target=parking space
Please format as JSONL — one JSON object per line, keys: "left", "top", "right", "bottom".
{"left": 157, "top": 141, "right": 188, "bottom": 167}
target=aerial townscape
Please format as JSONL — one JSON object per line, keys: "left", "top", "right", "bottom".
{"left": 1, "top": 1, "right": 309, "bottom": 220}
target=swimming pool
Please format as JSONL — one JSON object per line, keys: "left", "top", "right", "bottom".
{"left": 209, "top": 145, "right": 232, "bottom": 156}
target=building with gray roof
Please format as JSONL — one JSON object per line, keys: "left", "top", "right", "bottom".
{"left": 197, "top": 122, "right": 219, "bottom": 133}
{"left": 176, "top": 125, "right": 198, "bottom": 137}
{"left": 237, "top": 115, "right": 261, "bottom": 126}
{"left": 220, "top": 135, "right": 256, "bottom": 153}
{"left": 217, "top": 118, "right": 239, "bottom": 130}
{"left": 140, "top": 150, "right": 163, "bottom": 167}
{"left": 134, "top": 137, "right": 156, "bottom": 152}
.....
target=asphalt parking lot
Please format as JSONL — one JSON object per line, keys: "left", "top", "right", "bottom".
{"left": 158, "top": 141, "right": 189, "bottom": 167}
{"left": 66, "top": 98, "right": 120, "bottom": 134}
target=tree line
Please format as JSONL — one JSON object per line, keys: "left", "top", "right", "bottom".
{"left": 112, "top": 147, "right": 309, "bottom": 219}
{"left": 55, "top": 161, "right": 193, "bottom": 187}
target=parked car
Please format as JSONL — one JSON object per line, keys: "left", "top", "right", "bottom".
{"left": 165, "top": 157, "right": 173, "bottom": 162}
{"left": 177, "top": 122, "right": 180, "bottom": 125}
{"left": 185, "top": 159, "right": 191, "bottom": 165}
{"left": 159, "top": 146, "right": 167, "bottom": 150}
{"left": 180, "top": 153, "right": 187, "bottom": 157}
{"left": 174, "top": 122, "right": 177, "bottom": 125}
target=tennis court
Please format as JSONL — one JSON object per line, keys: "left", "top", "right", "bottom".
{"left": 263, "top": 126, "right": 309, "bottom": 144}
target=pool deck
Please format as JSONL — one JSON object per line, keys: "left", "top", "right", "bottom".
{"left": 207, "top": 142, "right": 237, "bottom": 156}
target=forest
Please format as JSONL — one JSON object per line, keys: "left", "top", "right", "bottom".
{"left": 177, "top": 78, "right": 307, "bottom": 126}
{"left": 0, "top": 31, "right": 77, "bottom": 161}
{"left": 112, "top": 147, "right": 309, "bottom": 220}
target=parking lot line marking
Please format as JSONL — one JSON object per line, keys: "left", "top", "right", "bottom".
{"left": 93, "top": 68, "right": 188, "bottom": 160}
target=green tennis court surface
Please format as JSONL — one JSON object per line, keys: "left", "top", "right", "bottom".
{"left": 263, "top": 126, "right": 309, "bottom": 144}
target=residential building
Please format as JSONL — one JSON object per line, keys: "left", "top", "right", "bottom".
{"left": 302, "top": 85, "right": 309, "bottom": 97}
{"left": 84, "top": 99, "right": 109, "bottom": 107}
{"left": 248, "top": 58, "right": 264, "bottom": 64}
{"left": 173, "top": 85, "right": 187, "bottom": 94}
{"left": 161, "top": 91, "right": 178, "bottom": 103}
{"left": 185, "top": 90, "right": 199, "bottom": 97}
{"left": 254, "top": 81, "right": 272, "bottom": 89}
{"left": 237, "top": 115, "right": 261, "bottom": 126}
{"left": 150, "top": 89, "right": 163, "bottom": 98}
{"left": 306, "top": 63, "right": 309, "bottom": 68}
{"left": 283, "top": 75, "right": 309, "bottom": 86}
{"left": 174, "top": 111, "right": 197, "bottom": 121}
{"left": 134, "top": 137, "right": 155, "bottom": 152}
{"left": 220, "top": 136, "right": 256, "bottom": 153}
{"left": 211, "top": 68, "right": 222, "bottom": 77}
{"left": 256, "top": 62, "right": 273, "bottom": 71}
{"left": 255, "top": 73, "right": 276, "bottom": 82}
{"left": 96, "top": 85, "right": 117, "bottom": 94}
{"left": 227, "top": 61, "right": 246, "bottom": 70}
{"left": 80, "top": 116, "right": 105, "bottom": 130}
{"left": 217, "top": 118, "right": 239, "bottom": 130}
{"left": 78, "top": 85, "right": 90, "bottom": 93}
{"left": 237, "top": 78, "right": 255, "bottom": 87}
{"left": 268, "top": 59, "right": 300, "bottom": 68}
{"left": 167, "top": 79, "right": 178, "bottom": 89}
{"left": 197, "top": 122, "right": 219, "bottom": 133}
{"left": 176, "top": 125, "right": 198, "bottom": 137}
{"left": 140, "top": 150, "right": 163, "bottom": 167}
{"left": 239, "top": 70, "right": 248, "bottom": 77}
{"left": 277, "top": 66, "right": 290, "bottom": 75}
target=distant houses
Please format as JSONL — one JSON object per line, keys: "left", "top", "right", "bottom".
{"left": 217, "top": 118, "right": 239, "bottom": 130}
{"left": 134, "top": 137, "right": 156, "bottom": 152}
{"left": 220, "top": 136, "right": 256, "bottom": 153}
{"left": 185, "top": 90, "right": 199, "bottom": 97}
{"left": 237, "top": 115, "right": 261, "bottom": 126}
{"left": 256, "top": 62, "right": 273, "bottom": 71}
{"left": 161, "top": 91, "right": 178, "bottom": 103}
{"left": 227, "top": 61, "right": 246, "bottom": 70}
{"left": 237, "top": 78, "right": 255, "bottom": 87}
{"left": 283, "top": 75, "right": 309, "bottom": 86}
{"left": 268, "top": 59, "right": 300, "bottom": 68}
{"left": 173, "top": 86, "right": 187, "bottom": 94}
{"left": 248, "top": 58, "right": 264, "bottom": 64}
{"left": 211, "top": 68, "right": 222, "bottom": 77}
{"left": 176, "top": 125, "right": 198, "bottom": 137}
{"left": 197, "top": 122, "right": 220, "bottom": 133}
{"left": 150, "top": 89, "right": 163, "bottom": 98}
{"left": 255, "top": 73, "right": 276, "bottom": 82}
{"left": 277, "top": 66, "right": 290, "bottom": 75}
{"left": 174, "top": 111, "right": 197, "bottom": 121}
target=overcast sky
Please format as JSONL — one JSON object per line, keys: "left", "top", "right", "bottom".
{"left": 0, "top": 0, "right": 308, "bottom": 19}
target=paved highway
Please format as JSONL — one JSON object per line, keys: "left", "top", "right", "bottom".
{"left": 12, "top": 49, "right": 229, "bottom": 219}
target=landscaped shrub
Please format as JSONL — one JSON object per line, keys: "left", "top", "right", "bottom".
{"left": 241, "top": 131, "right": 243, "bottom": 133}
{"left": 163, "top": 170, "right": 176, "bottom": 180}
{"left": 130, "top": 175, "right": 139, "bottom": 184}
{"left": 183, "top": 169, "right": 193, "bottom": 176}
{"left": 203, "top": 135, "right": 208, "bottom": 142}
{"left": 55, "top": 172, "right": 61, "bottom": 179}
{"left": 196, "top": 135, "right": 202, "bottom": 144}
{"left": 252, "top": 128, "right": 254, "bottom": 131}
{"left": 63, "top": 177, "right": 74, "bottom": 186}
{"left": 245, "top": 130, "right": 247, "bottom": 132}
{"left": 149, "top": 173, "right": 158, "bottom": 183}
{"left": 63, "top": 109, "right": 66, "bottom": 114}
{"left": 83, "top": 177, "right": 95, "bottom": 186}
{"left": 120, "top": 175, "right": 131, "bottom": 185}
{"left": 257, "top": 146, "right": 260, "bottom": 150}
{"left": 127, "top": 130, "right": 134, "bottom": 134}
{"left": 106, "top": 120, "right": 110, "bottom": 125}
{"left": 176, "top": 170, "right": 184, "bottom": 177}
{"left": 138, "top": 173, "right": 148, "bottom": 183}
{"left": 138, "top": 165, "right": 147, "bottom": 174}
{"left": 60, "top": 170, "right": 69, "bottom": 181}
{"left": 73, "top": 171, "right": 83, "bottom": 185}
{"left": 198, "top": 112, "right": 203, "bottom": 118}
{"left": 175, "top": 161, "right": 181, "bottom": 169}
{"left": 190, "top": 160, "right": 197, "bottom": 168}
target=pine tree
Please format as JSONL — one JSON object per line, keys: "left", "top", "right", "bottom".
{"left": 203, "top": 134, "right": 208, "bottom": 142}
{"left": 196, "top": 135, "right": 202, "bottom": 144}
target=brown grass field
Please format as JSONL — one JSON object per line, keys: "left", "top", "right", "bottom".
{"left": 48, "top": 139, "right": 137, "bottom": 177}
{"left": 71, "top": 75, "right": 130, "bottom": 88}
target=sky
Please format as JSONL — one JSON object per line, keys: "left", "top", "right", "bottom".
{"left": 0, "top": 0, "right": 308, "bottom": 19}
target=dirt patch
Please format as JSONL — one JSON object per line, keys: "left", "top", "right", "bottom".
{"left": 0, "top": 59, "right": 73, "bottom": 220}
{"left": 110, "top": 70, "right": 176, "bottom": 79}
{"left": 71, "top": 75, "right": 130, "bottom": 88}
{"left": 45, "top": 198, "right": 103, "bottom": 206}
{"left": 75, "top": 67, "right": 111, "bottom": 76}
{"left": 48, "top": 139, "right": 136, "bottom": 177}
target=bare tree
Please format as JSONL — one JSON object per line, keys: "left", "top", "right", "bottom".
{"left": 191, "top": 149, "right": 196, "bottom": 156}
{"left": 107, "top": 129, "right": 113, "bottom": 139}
.....
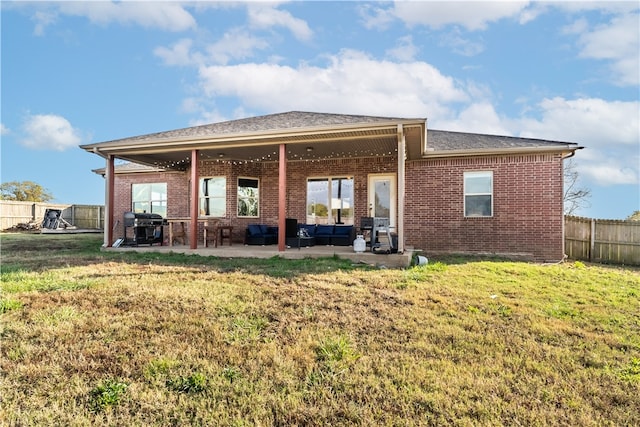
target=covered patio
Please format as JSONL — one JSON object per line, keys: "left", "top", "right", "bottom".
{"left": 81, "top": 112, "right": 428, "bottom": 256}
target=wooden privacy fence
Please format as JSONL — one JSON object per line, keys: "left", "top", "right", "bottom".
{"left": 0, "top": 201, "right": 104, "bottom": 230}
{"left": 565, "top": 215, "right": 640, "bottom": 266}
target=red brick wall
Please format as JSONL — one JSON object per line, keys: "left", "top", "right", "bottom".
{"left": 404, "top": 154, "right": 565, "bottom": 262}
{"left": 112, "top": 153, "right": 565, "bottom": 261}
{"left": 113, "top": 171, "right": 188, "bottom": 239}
.....
▶ [PROBLEM STATEMENT]: Above is a listing; print exactly its lines from the one with "target=parking space" through the one with "target=building with gray roof", and no other lines.

▶ [ANSWER TO THE PROBLEM]:
target=parking space
Please format as JSONL — one JSON object per line, keys: "left", "top", "right", "bottom".
{"left": 157, "top": 141, "right": 188, "bottom": 167}
target=aerial townscape
Please format as JSONL — one JSON object per line, keys: "left", "top", "right", "bottom".
{"left": 1, "top": 1, "right": 309, "bottom": 220}
target=swimming pool
Please format as JSONL — one JSON object per line, keys: "left", "top", "right", "bottom".
{"left": 209, "top": 145, "right": 232, "bottom": 156}
target=building with gray roof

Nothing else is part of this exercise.